The latest version of ChatGPT, (based on GPT-4) is about a week old, and already something funny is happening.
A Good Start
People are finding some pretty cool ways to use ChatGPT to help with their normal work.
One user gave ChatGPT a description of his company’s mission and a rough job description; GPT wrote a formal job description, and it was posted to a job board minutes later.
Another user had GPT interview him and write content based on the interview.
One friend had it draft a wealth management plan.
Another had it build the financial policy manual for his company, including lists of reports and deliverables, deadlines, and cost estimates.
People have figured out that they can get GPT to change its writing style by providing examples, and that they can even have it to write legal documents.
Several people have had it draft marketing emails and web site copy to sell their products.
For the first few days, it seemed the sky was the limit with this amazing new tool.
And Some Frustration
In the last couple of days, I’ve increasingly been hearing about problems. Users are getting frustrated with the tool misbehaving and doing unexpected things.
In one case, for a user who was having it create budgets and financial plans, it started changing hourly rates and budget lines on its own. When confronted, it apologized profusely for the mistake.
Other users have been frustrated that it seems to change its mind if you ask it the same question more than once.
One guy was puzzled when he asked it to cut and paste some text into a new response, but it wrote a new paragraph on the same topic instead.
And of course, some users have tricked it into doing nonsensical things – like writing a set of instructions for patching a hole in the wall of a house made entirely of cheese.
What’s Happening?
What’s happening here? Is GPT misbehaving? Making mistakes? Deliberately undermining its users?
Without getting into the technical explanation for each of the types of “errors” above (and there are relatively simple explanations based on how GPT works for each of them), I think there is a meta-error happening. And we, the users, are the ones making it.
We have been so impressed with our initial experiences that we are treating GPT as something like an experienced Executive Assistant and expecting that level of performance from it. It is performing well enough that when it misses the mark, we are getting frustrated with it in the same way we would if it were human.
The problem is, GPT isn’t built to be an Executive Assistant. It is built to be a language model. What that means is that it does one thing very well – it predicts what word should come next given the previous couple thousand words, based on a corpus of about 500 billion words of written language (for more on how it does that, see my previous blog post here.).
It’s worth repeating for emphasis: the only thing GPT does is generate text that looks convincing by modeling a statistical process to predict what word should come next.
What it doesn’t do is… everything else. It doesn’t build plans. It doesn’t apply logic. It doesn’t understand meaning. It doesn’t understand consequences. It doesn’t do rigorous research. It doesn’t formulate new ideas.
But GPT’s text generation model is good enough that it looks like it does those things. The training data includes many, many examples of those types of writing, so it produces output that is convincing and might even be reasonably accurate. But any accuracy or inaccuracy GPT provides is a side effect of what is in the training data.
So, if you ask GPT for a financial plan, it generates text that looks like a financial plan. If you ask it to explain the logic of Zeno’s Paradox, it generates text that looks like an essay on that topic. If you ask it to explain what it means to be alive, it generates text that looks like an answer to that question. If you ask it to provide references on a certain topic, it generates text that looks like a list of references (some of them are decent references, and some of them are rubbish).
What we are seeing is a disconnect between what we expect GPT to do and what it is actually capable of doing. This disconnect seems to be present in large part because GPT sounds so human that we expect it to behave like a human. GPT may be a victim of its own success. But it turns out that humans do a lot more than generate streams of words that sound human. We are expecting way too much from GPT.
It is important to understand what GPT does, and what it doesn’t do. The reactions of some pretty smart people experimenting with the tool suggest that together, we (the users and OpenAI) haven’t done well at communicating the limitations of GPT. I hope we become more educated users soon – before we start treating GPT as if it were an authority on any important topic.
Perhaps GPT has passed the Turing Test, at least well enough that we are beginning to treat it as if it were an underperforming co-worker. It will be interesting to see what happens over the next few months.
• • • •
» TASKS:
[1] From the post about ChatGPT, list each thing that the paragraph beginning "What it doesn't do is… everything else" says GPT does not do.
[2] Translate this sentence from the post about ChatGPT into Spanish: "This disconnect seems to be present in large part because GPT sounds so human that we expect it to behave like a human."
The records below are separate material and have no connection to the post about ChatGPT.
• • • •
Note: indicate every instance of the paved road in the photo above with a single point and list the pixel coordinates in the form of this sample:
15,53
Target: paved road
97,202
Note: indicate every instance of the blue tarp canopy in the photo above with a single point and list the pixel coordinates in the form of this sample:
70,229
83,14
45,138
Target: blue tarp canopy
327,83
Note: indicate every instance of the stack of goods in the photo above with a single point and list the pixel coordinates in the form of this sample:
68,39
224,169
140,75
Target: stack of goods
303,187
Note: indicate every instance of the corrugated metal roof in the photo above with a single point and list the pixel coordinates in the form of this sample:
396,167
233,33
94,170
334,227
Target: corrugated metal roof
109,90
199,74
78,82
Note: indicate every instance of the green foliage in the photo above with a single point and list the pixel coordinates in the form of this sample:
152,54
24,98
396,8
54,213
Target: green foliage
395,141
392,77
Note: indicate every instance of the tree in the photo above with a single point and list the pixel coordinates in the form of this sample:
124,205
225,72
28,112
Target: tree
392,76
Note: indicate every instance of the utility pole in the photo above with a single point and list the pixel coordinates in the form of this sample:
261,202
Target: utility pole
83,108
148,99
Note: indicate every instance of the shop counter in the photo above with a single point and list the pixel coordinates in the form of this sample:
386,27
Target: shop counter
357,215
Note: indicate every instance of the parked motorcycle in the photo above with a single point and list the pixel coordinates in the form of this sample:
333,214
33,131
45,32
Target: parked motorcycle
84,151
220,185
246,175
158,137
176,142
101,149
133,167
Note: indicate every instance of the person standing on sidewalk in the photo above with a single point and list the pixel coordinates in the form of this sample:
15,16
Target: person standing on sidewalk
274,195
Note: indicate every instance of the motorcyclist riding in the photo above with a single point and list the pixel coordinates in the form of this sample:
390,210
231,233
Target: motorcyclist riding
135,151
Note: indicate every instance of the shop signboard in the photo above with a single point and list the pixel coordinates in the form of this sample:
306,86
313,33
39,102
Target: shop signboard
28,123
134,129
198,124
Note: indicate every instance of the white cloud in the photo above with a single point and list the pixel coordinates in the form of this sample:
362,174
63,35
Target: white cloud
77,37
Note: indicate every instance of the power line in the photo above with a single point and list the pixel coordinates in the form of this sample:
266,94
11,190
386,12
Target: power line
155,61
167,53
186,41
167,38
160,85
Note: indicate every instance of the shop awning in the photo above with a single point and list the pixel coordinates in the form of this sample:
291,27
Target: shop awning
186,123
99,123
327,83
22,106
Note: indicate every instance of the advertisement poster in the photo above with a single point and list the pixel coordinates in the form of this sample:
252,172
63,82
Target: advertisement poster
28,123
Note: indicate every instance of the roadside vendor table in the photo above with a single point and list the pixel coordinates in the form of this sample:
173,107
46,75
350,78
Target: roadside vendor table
• • • •
» ANSWERS BY TASK:
[1]
- Build plans
- Apply logic
- Understand meaning
- Understand consequences
- Do rigorous research
- Formulate new ideas

[2] Esta desconexión parece existir en gran parte porque GPT suena tan humano que esperamos que se comporte como un humano.